**What is asked**
Update the rows from the line with "outline --target=deer head" to the line with "Mark the region of every instance of the deer" by replacing "logo" with "emblem", and give back only those lines with everything else unchanged.

**Input for this task**
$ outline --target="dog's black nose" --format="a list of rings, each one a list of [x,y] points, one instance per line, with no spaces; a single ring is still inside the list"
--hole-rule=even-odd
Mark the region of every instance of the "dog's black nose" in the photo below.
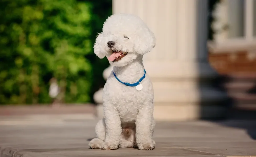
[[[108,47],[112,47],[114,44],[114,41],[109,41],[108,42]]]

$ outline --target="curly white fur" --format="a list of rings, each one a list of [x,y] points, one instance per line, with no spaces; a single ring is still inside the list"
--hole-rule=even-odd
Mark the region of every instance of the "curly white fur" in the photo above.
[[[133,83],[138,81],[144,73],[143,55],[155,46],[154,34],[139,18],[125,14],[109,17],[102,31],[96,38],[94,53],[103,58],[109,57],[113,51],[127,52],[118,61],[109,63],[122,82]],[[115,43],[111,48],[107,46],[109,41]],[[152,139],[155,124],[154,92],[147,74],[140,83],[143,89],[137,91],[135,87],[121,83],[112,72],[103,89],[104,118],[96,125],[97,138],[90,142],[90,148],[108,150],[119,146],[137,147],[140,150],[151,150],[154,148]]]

==

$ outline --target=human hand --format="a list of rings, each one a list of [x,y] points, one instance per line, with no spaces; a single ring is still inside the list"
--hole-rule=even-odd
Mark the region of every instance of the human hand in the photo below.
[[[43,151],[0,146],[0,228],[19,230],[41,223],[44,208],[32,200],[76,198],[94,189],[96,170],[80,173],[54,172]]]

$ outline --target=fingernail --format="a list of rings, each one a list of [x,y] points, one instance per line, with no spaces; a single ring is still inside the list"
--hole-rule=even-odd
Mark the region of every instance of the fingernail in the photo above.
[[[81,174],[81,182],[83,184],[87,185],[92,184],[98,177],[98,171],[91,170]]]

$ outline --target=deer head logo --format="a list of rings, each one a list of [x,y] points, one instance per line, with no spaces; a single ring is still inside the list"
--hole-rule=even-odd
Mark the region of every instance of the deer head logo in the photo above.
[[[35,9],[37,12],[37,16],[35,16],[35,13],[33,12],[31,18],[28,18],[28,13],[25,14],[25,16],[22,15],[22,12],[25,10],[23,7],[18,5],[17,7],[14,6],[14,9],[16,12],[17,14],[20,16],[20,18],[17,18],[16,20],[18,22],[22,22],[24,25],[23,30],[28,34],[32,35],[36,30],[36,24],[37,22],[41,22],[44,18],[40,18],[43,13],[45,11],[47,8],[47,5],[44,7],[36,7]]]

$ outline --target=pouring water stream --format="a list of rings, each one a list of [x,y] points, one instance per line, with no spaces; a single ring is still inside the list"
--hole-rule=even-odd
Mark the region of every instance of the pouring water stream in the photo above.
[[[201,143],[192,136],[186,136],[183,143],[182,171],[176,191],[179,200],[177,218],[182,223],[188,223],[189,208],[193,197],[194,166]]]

**Solution to the problem**
$ outline --target=deer head emblem --format="a list of rings, each one a list of [x,y] points, one instance per line, with no spaces; a single ring is still inside the list"
--hole-rule=even-odd
Mark the region of every instance of the deer head emblem in the photo above.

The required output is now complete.